▸ **AIM OF THE EXERCISE**:
Convert the listing, from the line containing "Where can the blue" through the end of the listing, into a two-column CSV with the headers "instruction" and "response". Each row should hold one instruction and its response, each in a single quoted field with line breaks replaced by spaces, and pictures should be omitted.

▸ **EXTRACTED RECORDS**:
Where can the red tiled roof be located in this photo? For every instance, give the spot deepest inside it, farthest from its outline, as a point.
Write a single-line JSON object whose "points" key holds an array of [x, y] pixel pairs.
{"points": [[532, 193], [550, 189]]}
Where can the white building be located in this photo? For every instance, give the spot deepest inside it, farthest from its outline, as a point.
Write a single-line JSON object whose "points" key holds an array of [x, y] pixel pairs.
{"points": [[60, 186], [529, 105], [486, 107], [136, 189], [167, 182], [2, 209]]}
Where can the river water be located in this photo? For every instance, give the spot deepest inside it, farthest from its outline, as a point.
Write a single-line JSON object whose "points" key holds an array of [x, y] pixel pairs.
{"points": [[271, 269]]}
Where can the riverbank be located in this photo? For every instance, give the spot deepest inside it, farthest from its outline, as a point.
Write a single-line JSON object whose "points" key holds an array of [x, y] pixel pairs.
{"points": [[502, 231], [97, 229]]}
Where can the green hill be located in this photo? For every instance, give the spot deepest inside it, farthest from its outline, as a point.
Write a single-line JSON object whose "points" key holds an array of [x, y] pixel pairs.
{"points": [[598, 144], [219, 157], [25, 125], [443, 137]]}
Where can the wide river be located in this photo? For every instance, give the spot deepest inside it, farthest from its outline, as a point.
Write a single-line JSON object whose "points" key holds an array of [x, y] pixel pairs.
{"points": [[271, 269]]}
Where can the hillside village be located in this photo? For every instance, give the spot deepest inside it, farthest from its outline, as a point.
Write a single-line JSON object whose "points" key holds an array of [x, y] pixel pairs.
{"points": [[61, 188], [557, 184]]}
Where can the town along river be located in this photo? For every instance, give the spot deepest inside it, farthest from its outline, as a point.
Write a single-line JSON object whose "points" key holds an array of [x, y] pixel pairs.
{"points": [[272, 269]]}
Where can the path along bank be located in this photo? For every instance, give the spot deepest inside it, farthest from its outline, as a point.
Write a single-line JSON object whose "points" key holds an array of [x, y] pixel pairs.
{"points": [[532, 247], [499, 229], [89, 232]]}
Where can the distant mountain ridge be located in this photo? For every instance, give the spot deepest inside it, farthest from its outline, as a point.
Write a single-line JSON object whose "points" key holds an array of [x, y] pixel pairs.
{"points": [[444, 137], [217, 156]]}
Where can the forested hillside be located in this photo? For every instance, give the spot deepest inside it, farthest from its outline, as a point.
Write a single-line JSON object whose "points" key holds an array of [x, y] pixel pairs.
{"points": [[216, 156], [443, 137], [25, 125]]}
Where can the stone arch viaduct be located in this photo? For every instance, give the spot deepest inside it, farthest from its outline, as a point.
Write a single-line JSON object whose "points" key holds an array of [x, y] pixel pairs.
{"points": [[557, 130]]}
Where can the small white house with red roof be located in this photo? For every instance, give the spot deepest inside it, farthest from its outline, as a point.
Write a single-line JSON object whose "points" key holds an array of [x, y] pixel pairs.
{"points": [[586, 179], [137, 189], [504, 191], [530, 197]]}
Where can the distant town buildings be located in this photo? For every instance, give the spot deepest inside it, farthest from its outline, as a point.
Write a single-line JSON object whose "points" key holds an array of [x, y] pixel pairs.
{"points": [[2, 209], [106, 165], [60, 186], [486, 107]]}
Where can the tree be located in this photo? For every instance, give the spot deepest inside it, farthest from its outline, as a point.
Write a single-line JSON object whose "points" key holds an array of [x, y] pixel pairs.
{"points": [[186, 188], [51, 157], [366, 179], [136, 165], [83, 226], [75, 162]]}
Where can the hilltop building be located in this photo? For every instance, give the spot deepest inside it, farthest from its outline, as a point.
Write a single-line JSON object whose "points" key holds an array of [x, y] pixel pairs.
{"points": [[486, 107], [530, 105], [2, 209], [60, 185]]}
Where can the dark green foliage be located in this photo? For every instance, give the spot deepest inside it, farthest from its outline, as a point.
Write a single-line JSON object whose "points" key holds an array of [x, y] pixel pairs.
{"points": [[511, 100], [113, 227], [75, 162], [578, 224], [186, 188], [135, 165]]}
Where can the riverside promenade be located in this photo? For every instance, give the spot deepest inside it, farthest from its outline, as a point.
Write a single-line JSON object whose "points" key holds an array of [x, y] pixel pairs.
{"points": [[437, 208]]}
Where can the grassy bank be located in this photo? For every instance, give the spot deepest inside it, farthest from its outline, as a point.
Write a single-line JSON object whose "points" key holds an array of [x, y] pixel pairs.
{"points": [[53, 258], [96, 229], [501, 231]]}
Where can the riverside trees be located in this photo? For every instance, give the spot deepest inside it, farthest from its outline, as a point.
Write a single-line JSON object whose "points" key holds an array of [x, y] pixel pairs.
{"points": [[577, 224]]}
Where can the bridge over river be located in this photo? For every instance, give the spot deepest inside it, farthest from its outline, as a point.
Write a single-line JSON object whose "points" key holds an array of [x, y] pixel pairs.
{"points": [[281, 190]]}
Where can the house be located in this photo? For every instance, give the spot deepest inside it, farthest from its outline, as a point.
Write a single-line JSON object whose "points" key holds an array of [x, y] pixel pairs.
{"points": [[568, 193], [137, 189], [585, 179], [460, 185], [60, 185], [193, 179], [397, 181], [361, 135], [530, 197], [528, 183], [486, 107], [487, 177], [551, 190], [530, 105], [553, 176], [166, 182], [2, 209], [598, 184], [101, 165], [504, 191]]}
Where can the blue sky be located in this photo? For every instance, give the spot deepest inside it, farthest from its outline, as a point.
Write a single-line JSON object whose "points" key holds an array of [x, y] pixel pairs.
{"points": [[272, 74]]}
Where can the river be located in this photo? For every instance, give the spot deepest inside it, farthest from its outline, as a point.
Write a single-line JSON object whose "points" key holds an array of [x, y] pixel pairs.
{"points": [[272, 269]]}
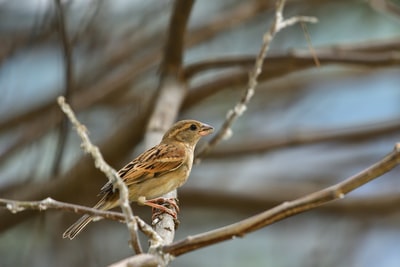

▸ **RIGHT ANSWER**:
instruction,response
"Where can the blue sky be located in this photo? For every instance, give the spot deepest inside it, farthest from its outline, as a point. Write a single-line JSON object whose ""points"" key holds an array of [x, y] pixel pairs.","{""points"": [[272, 74]]}"
"Where can the river be located in this photo? For every instance, give the spot deepest inside it, farthest from its outline, as a point. Write a single-line JSON object whose ""points"" key holds an array of [x, y] pixel pairs.","{""points"": [[272, 269]]}"